#### [EXERCISE DESCRIPTION]
According to the excerpt on Faulkner and the Esquire reading list, how many of the 80 books on that list were written by men?

-- Begin EXCERPT --

Throughout The Bear, Faulkner equates being a hunter with being a man, so the boy’s progress in tracking the bear and his courage in facing him signify a coming into manhood; the mentorship of the character Sam Fathers is a perhaps-too-on-the-nose marker of that transition. Thinking of conversations he grew up listening to in his father’s study, the boy remembers, “It was of the men, not white nor black nor red, but men, hunters with the will and hardihood to endure and the humility to survive.” There’s not a single female character in the book.

In a 2015 essay, Solnit critiqued an Esquire list of “80 Books Every Man Should Read.” Seventy-nine of the books on the list—including Faulkner’s As I Lay Dying—were written by men. The lesson, Solnit says, is that “books are instructions, you read them to be a man, and that’s why men need their own list.”

A healthy book culture, she argues, would provide “instructions in extending our identities out into the world, human and nonhuman, in imagination as a great act of empathy that lifts you out of yourself, not locks you down into your gender.”

Instead, too many books on the Esquire list give us “instructions on why women are dirt or hardly exist at all except as accessories or are inherently evil and empty. Or they’re instructions in the version of masculinity that means being unkind and unaware, that set of values that expands out into violence at home, in war, and by economic means.”

-- End EXCERPT --
-- Begin INFORMATION SHOWN --

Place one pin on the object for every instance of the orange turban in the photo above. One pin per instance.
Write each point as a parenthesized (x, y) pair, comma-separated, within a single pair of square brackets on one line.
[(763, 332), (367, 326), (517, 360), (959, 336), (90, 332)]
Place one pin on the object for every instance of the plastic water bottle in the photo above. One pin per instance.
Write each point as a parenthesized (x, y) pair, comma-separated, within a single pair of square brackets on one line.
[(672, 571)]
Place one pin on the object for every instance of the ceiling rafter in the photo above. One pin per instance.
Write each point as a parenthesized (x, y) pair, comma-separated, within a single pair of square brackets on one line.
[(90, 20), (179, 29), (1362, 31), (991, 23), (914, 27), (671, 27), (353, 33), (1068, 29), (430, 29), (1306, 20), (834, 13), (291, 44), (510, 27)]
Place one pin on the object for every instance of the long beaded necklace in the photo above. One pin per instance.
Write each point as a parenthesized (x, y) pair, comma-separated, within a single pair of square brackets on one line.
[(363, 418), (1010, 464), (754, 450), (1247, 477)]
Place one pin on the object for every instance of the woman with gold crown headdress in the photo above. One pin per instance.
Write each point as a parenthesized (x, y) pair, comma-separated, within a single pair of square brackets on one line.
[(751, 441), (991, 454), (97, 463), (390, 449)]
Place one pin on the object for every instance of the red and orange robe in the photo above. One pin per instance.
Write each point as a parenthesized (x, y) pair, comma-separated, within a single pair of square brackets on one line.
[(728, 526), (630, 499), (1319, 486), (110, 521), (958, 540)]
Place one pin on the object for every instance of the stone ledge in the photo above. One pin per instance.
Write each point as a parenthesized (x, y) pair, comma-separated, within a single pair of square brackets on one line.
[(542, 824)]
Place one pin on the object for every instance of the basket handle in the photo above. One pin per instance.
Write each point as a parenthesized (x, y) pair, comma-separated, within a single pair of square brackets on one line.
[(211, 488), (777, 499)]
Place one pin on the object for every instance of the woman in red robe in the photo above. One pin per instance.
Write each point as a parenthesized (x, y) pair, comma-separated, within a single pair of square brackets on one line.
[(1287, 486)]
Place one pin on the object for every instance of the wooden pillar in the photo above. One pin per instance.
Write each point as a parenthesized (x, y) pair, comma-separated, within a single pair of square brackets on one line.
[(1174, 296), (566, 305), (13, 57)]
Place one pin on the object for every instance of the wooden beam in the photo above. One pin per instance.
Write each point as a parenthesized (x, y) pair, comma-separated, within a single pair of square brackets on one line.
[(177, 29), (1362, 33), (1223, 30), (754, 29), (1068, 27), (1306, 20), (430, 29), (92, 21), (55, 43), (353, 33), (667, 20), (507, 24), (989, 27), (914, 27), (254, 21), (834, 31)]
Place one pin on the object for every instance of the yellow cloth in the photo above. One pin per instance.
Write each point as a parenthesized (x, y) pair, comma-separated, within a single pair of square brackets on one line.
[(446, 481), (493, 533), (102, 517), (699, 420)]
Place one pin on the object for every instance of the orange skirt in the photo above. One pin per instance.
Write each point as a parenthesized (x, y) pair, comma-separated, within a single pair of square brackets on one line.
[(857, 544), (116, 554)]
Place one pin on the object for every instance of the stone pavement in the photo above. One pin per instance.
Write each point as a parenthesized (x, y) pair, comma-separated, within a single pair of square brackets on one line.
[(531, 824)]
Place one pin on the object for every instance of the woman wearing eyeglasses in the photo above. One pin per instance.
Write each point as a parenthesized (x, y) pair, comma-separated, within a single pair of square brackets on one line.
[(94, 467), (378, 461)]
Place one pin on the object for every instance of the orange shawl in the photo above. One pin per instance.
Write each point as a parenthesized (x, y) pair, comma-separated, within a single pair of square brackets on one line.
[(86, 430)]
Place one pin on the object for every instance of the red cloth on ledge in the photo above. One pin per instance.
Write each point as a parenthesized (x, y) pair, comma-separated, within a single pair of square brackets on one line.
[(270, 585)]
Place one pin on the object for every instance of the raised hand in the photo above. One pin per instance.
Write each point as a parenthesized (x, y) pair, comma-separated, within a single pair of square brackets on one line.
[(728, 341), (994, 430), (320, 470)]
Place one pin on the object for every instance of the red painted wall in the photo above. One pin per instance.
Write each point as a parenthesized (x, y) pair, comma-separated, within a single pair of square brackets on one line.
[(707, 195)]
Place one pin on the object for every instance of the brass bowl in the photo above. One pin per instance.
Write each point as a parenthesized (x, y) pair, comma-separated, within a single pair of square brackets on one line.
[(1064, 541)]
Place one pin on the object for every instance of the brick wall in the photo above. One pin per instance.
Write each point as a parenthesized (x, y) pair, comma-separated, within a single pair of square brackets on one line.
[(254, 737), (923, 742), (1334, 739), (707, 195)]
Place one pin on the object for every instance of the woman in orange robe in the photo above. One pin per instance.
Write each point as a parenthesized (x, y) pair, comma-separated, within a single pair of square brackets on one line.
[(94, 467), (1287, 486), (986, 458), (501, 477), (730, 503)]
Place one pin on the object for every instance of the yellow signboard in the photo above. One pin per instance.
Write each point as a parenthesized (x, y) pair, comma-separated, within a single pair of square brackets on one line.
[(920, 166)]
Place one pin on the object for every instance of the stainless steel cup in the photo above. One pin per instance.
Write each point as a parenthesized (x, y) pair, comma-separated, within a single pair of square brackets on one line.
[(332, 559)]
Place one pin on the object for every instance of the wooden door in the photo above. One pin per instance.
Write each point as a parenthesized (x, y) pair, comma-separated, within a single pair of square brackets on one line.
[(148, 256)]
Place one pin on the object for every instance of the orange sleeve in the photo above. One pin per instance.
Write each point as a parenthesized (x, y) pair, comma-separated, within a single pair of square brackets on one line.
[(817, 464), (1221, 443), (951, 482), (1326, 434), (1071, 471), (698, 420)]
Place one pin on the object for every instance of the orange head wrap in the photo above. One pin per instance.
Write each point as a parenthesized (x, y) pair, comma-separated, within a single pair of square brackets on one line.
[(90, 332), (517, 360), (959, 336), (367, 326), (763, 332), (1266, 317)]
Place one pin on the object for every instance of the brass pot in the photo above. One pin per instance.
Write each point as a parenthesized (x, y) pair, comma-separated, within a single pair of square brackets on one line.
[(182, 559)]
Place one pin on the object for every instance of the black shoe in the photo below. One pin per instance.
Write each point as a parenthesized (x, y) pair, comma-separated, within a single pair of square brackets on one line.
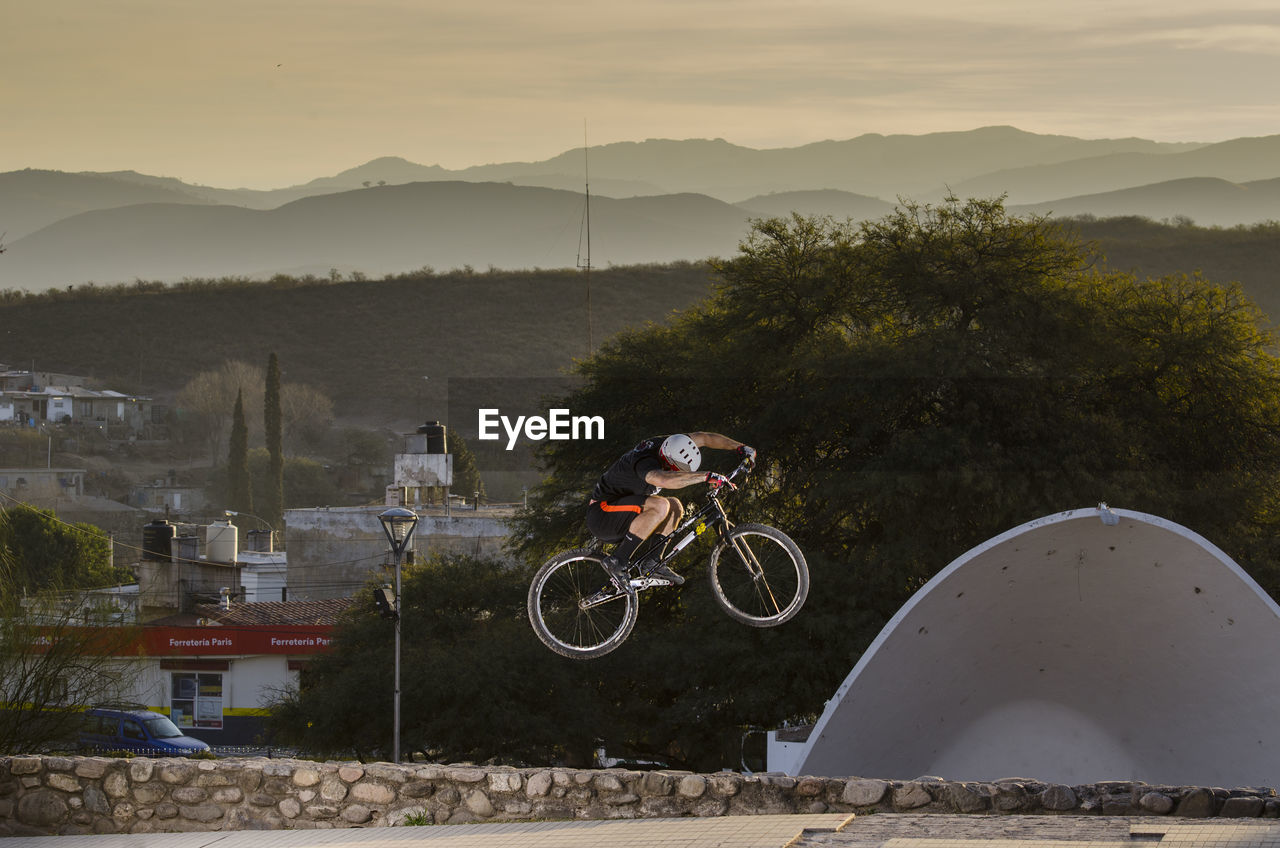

-- End INFORMATION SHOWN --

#### [ANSWER TO THIS TASK]
Seventy-nine.